◆ **GIVEN TEXT**
Segment Open

BURNABY, B.C.—It has come to the attention of the 55-Yard Line offices that two American schools played a NCAA-sanctioned game using metric measurements in 1977. Given the many rule differences that produce wacky only-in-the-CFL moments, we find it unacceptable that it's American schools being weird and quirky by using metric and not our great nation, which of course embraces the metric system in almost everything else. Heck, such wise and universally respected commentators as Sun News Network's David Menzies have suggested boycotting the CFL over its lack of metric measurements. This American aggression shall not stand! Thus, in order to convince Canadian football authorities to alter their preferred measurement nomenclature, we're changing the name of this blog, effective immediately. Here's the new logo, from Ian Denomme:

And some more details on the American encroachment into the metric system, from Deadspin:

On September 17, 1977, Carleton College and St. Olaf College played the Liter Bowl, the first NCAA-sanctioned game to use metric measurements, and probably the dorkiest piece of football ever put together.

Top to bottom, the whole story is unapologetically nerdy. It was dreamt up by a Carleton chemistry professor named Jerry Mohrig. The field was 100 meters long and 50 meters wide (109.36 and 54.68 yards, respectively). There were metric meter lines, metric down-chains, even metric end zones. The ball was 29 centimeters long (within NCAA regulation), but who really knows how big a regular football is.

Segment Closed

◆ **WHAT IS REQUIRED**
Answer these from the Liter Bowl text:
(a) Who made the blog's new logo?
(b) On what date did Carleton College and St. Olaf College play the Liter Bowl?
(c) Which Carleton chemistry professor dreamt up the game?
The records aren't required for anything here.

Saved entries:
Segment Open

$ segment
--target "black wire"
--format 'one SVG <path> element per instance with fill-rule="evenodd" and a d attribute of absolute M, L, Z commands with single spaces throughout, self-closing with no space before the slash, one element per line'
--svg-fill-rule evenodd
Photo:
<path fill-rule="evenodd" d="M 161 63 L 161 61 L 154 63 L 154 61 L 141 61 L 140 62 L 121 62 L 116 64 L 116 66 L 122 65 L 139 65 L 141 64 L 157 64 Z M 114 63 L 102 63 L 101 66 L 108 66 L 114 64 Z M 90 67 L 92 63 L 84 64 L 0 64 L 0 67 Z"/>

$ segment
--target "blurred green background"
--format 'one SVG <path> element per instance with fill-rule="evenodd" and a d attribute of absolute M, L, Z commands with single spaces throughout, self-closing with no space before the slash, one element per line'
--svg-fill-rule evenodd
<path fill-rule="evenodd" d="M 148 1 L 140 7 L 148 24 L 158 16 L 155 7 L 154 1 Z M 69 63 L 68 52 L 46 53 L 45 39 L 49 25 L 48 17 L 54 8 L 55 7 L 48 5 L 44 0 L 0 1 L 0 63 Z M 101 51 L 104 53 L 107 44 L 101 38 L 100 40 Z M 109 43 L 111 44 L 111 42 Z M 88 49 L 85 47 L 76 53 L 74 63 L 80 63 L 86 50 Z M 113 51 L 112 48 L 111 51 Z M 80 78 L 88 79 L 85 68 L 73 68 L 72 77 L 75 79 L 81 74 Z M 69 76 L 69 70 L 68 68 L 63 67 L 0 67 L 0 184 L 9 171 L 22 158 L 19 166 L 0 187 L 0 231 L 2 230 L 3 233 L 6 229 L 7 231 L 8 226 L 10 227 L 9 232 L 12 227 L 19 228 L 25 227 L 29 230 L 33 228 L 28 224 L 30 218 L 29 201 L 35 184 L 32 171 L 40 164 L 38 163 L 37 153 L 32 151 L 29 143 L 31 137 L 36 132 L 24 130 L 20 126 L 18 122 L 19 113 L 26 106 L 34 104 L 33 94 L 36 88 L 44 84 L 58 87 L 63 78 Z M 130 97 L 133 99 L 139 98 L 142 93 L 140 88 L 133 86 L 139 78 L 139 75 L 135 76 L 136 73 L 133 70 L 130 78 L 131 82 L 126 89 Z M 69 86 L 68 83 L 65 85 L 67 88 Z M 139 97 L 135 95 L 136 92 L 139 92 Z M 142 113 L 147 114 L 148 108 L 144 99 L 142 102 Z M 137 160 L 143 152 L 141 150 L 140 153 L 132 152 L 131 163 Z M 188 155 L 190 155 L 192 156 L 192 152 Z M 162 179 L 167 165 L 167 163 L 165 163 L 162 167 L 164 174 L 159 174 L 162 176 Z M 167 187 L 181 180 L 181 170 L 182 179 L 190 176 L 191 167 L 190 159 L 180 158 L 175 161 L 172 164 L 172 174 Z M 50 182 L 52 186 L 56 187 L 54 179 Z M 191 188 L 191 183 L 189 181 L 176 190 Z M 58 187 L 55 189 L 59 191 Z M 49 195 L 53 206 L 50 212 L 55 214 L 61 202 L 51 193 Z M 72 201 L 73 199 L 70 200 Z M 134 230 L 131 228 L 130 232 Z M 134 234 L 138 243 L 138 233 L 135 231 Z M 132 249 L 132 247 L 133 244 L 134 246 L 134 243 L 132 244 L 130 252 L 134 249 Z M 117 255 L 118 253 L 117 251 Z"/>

Segment Closed
Segment Open

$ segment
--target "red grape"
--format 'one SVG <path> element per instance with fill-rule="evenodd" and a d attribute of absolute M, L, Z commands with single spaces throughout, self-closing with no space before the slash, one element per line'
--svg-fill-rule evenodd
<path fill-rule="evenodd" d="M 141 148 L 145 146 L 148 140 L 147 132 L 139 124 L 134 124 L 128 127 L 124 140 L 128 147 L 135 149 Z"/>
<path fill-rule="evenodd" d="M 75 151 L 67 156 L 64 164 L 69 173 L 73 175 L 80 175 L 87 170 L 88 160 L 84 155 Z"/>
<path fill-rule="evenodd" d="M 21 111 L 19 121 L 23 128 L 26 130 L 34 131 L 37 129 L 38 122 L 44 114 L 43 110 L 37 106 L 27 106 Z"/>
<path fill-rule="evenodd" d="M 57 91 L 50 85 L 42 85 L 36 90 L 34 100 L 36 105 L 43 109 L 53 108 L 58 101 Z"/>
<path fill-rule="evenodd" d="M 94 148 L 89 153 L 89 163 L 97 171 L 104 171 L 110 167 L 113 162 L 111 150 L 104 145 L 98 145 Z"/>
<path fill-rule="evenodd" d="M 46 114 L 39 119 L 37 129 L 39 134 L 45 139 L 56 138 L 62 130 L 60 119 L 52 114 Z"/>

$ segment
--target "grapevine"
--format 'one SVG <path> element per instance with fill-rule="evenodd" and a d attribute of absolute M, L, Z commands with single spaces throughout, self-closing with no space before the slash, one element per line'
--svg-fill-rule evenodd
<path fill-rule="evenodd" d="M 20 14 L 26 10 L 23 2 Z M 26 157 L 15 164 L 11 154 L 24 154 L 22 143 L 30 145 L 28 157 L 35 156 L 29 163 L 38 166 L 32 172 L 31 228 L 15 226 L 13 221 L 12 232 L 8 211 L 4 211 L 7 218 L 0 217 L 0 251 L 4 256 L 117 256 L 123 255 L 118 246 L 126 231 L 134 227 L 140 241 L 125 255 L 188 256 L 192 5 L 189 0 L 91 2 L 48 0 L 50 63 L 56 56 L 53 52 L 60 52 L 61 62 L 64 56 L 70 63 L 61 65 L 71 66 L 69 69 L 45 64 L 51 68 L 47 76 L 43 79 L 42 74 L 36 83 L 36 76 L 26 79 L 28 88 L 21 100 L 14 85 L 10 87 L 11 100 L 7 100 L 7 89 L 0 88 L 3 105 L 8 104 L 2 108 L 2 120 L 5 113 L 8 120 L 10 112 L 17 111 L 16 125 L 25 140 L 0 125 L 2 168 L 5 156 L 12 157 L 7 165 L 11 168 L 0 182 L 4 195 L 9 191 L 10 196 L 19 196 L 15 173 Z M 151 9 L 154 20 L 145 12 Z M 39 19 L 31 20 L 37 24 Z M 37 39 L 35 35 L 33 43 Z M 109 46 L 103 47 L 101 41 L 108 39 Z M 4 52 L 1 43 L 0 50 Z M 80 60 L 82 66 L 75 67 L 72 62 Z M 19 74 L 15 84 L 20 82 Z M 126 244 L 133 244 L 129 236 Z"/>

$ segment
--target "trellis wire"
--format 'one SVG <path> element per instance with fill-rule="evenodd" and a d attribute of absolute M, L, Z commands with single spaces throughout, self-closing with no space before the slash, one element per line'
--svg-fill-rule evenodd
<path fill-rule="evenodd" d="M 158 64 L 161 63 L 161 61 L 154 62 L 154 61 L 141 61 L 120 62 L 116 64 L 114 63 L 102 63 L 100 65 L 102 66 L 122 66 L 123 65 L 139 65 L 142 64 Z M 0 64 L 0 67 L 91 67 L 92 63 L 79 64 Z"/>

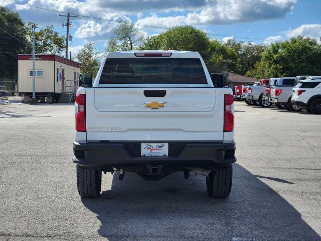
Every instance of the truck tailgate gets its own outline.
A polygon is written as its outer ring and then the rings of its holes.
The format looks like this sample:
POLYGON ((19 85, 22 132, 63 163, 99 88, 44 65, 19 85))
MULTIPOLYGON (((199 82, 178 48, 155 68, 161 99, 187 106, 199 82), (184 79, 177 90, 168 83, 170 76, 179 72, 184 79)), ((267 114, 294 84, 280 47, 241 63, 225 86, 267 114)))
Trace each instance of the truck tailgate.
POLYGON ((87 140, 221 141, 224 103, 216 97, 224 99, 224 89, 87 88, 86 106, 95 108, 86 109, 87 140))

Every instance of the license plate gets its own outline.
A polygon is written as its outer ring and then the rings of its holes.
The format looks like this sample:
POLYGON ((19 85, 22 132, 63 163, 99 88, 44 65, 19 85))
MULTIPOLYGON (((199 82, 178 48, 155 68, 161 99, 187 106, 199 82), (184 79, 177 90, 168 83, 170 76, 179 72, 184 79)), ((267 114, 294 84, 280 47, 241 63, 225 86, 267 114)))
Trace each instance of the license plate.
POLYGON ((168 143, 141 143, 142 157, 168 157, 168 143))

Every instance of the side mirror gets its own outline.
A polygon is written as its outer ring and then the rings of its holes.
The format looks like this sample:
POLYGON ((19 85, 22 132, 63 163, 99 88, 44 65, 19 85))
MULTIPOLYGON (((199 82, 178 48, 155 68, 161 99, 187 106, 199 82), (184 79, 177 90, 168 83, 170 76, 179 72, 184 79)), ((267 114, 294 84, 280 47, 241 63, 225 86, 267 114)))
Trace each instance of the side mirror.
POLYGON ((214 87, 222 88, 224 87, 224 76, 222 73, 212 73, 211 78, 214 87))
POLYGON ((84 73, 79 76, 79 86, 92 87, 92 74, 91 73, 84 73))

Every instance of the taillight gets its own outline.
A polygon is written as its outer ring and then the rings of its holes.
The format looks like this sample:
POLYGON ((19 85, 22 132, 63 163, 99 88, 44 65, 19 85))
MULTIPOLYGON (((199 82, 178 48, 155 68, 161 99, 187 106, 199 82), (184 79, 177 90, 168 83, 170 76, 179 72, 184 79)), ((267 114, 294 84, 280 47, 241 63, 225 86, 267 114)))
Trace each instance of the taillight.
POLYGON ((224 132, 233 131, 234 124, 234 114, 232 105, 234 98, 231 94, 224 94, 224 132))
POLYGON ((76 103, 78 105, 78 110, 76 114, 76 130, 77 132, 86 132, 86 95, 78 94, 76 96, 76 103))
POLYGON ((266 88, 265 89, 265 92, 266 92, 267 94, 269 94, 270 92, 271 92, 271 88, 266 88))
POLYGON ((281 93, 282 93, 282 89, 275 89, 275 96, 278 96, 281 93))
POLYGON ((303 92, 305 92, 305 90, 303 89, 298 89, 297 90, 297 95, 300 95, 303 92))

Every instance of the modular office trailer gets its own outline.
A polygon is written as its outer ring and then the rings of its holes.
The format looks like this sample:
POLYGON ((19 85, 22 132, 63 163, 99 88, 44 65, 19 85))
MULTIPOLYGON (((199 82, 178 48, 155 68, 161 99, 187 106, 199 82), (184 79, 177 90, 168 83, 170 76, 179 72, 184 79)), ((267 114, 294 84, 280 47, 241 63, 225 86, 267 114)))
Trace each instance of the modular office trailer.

Segment Closed

◆ **RESULT FOR THIS EXERCISE**
(a) Ian Denomme
(b) September 17, 1977
(c) Jerry Mohrig